- [PROBLEM TO SOLVE]: Can you reproduce every line of the material below, requests included, scaling only the x and y coordinates in the answers by 2.6 and rounding each to the nearest whole number, with halves rounded up?

Data lines:
## Start
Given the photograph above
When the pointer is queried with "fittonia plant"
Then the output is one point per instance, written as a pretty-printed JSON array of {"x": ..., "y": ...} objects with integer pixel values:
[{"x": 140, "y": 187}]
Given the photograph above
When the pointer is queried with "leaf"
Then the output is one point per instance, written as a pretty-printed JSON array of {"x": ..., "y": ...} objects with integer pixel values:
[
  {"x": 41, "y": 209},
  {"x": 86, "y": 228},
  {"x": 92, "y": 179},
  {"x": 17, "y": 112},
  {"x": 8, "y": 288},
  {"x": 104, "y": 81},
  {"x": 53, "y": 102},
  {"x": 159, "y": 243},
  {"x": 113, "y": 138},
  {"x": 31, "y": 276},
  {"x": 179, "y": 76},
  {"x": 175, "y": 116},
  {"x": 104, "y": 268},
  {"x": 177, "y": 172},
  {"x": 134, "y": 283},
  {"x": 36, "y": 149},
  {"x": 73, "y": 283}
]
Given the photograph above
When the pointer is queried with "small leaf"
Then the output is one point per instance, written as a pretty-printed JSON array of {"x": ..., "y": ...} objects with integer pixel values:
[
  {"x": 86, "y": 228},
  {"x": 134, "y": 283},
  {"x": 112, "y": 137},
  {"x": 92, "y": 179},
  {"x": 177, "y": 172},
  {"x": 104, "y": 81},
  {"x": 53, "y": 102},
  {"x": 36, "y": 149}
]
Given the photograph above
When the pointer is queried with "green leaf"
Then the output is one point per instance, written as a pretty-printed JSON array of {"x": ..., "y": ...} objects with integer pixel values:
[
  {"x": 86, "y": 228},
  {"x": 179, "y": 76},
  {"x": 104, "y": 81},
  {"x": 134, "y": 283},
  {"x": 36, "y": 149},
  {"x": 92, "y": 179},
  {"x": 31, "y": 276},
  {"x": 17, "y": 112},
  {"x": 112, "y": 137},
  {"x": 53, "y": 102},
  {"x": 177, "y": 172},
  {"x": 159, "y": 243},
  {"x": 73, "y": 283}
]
## End
- [EXERCISE OUTPUT]:
Given the photograph above
When the pointer is queried with "fittonia plant"
Then the output is one point per instance, written as a pretty-printed JSON array of {"x": ..., "y": ...} objects with integer pixel values:
[{"x": 364, "y": 486}]
Given the photograph above
When the pointer is queried with "leaf"
Then the output is one point per instance, written as a pretty-printed JSON array of {"x": ..., "y": ...} objects with integer pixel values:
[
  {"x": 107, "y": 543},
  {"x": 224, "y": 593},
  {"x": 239, "y": 465},
  {"x": 44, "y": 291},
  {"x": 21, "y": 749},
  {"x": 270, "y": 211},
  {"x": 138, "y": 265},
  {"x": 413, "y": 632},
  {"x": 294, "y": 359},
  {"x": 81, "y": 718},
  {"x": 465, "y": 198},
  {"x": 455, "y": 302},
  {"x": 270, "y": 697},
  {"x": 460, "y": 447},
  {"x": 348, "y": 736},
  {"x": 94, "y": 387},
  {"x": 190, "y": 736}
]
Given the photograph above
When the pointer is queried with "small leaf"
Then the output is one point per instance, written as a pretty-printed JSON array of {"x": ..., "y": ...} objects with integer pixel values:
[
  {"x": 224, "y": 593},
  {"x": 348, "y": 736},
  {"x": 291, "y": 356},
  {"x": 239, "y": 465},
  {"x": 460, "y": 447},
  {"x": 270, "y": 211},
  {"x": 138, "y": 265},
  {"x": 94, "y": 387}
]
Given the photograph above
When the pointer is queried with "green leaf"
Then the output is one point per instance, written as a pretty-printed JSON array of {"x": ..., "y": ...} objects with integer pixel values:
[
  {"x": 224, "y": 593},
  {"x": 465, "y": 198},
  {"x": 270, "y": 211},
  {"x": 348, "y": 736},
  {"x": 94, "y": 387},
  {"x": 239, "y": 465},
  {"x": 81, "y": 718},
  {"x": 44, "y": 291},
  {"x": 291, "y": 356},
  {"x": 138, "y": 265},
  {"x": 460, "y": 447},
  {"x": 413, "y": 632},
  {"x": 190, "y": 736}
]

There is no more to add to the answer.